> WHAT IS NEEDED
Which lines in the entries below contain the word "worker"? Report each of those lines in full.

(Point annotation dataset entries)
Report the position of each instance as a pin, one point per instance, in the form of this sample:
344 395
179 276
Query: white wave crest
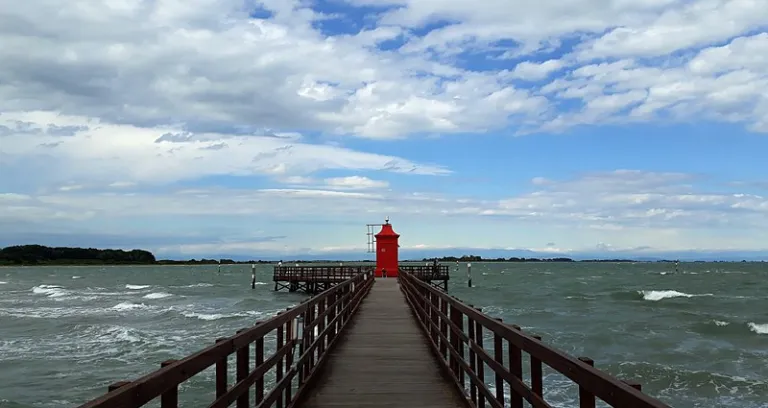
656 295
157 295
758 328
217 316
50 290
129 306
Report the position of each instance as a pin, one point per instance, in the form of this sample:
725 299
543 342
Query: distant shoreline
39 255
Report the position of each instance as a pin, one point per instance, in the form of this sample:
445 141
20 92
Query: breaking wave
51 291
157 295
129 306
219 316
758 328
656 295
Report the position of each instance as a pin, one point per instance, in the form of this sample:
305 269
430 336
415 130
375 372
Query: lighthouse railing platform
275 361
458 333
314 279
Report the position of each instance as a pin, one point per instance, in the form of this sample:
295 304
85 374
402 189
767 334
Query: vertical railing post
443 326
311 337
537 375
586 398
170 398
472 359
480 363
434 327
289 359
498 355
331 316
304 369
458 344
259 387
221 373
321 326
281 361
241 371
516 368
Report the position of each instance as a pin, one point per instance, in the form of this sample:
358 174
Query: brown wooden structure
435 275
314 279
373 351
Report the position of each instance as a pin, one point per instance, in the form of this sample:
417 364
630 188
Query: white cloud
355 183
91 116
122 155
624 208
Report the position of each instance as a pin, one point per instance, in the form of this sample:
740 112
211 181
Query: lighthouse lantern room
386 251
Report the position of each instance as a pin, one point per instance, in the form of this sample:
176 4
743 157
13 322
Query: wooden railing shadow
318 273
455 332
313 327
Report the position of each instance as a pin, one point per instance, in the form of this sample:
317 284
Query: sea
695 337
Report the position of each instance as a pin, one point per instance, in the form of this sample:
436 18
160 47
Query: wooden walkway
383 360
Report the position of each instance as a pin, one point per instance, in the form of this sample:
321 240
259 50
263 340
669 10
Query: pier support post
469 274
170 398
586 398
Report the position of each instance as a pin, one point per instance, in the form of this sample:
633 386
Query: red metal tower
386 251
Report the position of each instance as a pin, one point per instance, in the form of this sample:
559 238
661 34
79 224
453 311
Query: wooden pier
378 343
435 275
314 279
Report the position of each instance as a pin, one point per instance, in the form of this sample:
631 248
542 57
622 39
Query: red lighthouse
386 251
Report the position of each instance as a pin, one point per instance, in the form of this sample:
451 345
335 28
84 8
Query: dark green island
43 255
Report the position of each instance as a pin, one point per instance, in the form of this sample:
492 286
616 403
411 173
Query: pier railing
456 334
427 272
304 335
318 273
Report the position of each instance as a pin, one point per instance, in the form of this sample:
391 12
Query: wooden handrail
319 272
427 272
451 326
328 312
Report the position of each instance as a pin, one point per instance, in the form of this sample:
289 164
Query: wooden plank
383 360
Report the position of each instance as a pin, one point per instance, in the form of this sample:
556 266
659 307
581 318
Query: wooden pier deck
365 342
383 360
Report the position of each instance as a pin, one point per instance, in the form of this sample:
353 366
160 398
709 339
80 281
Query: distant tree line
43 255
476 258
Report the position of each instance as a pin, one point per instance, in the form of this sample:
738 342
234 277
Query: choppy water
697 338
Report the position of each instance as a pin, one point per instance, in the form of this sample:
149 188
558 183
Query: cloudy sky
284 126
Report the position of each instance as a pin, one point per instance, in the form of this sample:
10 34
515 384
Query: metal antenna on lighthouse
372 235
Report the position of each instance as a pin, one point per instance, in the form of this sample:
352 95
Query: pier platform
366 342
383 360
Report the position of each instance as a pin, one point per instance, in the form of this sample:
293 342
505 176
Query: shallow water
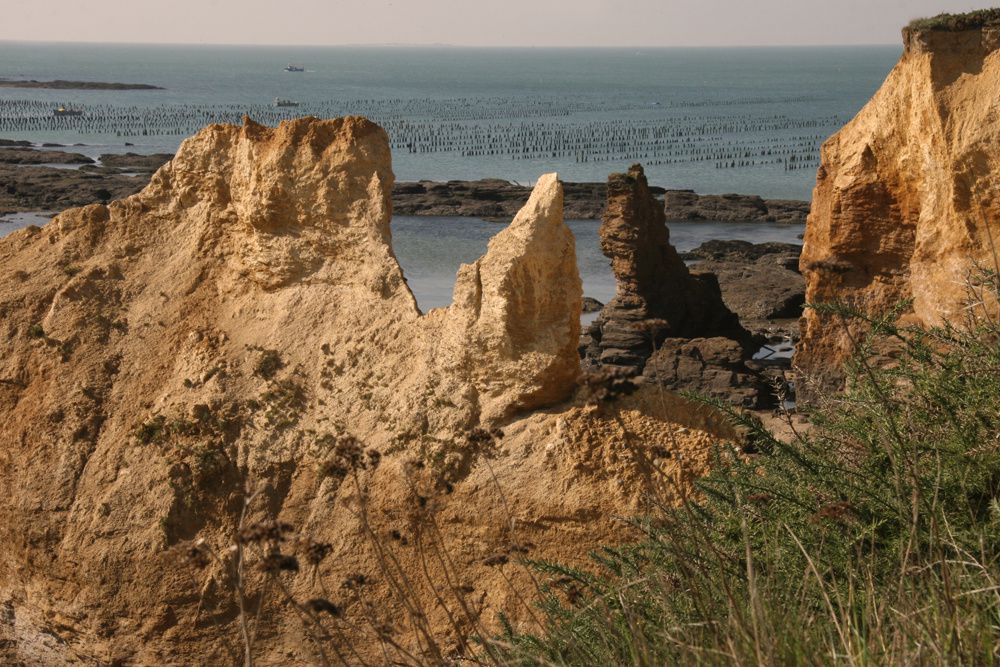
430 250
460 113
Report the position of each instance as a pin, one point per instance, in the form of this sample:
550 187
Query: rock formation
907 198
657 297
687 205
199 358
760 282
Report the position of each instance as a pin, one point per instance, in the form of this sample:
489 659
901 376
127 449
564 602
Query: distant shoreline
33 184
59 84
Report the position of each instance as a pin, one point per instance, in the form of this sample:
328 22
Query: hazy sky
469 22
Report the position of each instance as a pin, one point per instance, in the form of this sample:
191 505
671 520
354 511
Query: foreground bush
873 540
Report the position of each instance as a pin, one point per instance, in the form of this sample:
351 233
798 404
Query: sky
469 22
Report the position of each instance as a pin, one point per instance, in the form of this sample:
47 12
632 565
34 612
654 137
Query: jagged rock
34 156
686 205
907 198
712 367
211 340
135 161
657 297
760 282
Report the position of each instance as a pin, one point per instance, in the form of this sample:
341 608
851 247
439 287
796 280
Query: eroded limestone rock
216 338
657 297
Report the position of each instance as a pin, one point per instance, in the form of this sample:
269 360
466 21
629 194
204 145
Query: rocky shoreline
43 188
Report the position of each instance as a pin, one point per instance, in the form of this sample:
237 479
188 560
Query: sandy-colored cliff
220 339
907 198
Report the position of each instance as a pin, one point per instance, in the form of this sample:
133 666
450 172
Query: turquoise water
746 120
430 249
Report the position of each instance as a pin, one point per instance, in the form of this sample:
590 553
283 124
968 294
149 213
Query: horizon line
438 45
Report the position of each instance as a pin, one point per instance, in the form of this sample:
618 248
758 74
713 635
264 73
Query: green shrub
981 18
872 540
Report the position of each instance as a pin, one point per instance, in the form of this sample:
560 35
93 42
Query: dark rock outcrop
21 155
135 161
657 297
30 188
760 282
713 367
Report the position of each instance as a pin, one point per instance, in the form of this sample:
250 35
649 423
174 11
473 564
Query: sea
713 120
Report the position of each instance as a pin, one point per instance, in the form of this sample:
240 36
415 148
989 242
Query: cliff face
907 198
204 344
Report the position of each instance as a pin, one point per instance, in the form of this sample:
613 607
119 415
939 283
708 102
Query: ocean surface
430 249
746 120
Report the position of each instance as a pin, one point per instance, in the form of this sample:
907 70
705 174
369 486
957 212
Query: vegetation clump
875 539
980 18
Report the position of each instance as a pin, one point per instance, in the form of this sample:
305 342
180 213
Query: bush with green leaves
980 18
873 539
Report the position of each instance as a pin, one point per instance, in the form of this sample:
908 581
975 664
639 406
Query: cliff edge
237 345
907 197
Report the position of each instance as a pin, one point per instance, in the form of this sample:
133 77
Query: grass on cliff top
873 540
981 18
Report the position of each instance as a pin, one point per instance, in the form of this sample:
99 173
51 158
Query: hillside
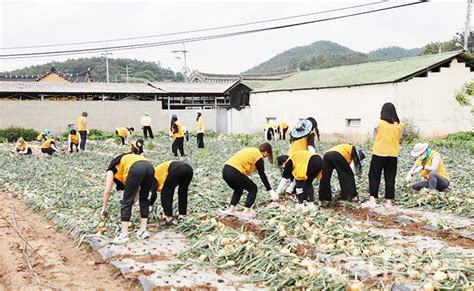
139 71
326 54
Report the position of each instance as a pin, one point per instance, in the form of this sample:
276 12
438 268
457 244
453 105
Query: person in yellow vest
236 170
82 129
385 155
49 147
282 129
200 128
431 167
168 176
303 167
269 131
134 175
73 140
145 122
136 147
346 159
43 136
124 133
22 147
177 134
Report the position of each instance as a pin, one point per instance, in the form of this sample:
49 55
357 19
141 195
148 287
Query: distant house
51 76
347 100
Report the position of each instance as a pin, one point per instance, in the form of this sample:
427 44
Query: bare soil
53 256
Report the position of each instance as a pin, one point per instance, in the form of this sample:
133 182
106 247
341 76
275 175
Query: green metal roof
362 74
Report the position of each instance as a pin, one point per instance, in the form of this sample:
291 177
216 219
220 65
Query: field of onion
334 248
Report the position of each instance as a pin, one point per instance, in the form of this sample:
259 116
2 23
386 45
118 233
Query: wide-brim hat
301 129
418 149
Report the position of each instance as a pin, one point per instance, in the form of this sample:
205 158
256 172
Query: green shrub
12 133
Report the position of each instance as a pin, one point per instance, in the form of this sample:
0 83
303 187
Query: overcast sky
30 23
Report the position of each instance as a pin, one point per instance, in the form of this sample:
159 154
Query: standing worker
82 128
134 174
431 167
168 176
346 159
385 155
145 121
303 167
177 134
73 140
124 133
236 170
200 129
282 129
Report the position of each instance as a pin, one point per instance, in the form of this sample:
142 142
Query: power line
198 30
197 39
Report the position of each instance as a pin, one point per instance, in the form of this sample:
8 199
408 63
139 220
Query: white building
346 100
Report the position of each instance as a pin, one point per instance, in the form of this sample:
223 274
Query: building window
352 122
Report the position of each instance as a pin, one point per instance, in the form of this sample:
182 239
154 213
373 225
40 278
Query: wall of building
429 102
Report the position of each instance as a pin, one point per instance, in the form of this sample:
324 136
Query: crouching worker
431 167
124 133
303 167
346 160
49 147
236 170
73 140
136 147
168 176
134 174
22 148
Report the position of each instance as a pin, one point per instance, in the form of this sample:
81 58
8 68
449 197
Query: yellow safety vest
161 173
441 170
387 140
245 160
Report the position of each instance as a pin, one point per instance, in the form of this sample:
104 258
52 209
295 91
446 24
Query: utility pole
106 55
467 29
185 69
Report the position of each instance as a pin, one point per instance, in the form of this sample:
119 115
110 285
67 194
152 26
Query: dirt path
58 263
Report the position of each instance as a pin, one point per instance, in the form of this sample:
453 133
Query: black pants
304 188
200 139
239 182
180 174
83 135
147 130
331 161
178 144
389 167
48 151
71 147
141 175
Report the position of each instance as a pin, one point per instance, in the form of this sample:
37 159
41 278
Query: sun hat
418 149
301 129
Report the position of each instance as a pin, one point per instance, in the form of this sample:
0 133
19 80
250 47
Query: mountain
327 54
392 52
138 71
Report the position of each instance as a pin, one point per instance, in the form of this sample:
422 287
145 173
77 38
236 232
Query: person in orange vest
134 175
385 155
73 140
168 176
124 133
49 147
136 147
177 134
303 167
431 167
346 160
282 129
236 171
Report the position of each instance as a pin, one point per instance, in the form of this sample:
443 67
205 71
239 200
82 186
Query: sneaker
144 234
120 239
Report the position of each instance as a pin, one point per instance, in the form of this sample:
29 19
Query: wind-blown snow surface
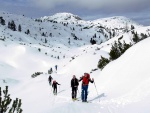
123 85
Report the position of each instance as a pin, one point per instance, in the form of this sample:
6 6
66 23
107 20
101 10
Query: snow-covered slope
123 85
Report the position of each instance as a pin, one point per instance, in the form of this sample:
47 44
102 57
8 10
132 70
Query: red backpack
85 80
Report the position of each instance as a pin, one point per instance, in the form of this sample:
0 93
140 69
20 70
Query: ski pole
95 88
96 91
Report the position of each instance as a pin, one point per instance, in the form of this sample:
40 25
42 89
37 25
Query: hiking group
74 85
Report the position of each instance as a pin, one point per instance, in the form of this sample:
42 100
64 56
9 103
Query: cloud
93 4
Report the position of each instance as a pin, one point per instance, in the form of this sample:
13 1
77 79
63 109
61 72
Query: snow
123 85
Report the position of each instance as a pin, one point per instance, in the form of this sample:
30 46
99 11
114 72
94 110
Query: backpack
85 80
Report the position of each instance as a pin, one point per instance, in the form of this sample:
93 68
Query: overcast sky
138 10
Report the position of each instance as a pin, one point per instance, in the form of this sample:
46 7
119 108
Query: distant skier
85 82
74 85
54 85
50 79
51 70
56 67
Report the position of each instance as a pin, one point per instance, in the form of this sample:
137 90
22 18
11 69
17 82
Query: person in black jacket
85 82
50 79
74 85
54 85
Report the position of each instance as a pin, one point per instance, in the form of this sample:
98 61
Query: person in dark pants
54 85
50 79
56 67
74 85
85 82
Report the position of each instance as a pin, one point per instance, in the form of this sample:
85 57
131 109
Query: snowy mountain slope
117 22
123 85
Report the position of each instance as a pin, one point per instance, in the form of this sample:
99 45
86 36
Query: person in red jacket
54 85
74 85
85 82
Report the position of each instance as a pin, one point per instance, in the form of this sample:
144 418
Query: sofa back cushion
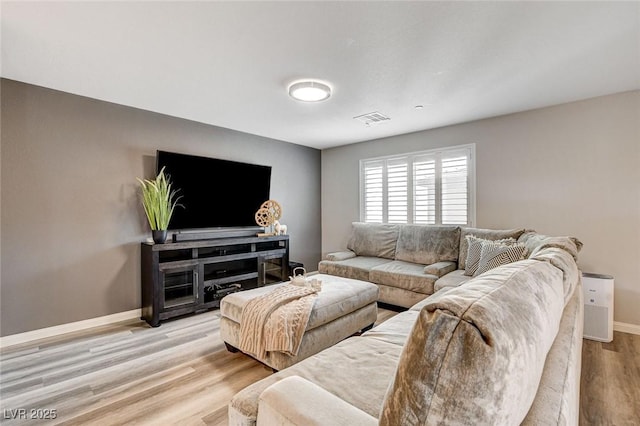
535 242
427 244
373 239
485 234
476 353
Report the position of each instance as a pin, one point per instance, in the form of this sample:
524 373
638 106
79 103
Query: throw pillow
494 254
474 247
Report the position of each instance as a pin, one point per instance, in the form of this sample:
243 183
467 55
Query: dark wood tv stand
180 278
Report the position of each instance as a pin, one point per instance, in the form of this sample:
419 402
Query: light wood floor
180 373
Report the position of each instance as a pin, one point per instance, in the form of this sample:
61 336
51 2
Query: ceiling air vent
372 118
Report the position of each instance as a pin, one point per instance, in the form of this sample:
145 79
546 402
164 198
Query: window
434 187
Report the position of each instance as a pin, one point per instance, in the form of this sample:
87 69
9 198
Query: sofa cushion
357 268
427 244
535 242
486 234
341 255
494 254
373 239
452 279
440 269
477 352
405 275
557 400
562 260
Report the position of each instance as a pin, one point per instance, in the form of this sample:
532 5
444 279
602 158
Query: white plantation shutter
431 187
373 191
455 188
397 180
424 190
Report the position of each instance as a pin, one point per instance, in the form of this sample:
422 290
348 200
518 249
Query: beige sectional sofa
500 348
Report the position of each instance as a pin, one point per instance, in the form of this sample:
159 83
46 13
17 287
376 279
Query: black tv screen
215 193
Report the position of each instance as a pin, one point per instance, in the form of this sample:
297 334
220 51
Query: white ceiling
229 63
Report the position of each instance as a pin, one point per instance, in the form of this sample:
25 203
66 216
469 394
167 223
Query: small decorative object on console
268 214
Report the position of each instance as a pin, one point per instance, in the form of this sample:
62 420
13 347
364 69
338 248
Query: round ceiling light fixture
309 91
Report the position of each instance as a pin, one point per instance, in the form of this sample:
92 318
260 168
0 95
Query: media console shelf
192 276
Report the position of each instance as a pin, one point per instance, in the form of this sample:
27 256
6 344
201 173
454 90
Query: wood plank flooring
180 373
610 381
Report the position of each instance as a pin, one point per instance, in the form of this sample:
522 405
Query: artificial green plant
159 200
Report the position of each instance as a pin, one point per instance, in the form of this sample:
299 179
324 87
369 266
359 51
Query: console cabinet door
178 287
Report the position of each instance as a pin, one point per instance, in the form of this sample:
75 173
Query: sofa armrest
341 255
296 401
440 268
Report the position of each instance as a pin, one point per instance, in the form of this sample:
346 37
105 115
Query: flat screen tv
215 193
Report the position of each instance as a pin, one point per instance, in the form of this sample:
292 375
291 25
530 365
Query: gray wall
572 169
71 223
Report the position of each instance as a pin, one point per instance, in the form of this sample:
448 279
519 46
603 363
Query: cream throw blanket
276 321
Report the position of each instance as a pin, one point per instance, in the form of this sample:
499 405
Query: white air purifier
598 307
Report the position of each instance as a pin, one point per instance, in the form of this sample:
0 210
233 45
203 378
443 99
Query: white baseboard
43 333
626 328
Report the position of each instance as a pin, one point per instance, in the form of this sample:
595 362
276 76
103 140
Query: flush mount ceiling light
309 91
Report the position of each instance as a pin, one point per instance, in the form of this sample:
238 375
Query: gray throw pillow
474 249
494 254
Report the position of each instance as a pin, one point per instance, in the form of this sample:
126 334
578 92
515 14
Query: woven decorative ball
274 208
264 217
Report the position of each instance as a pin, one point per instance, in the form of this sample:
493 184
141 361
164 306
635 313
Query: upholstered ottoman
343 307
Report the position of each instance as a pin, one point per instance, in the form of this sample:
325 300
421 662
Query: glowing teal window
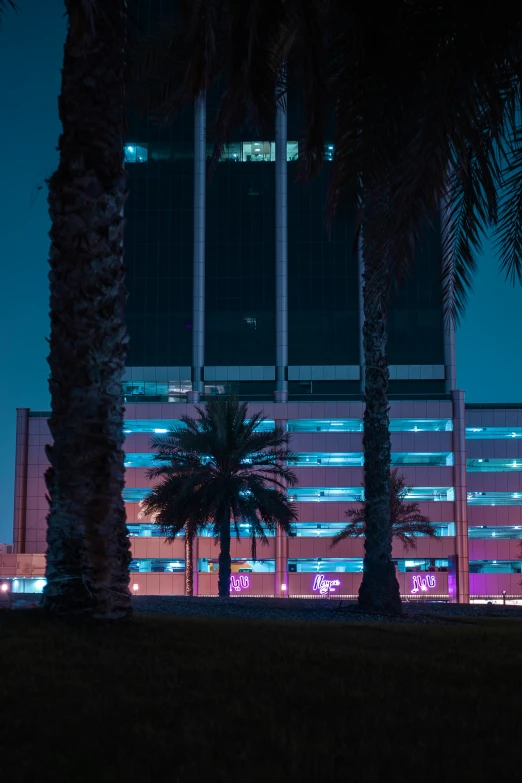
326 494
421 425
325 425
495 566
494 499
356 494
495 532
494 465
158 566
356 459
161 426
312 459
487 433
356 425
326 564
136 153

> RESULT OF THIS EXERCISE
Query: standing worker
Query: crouching worker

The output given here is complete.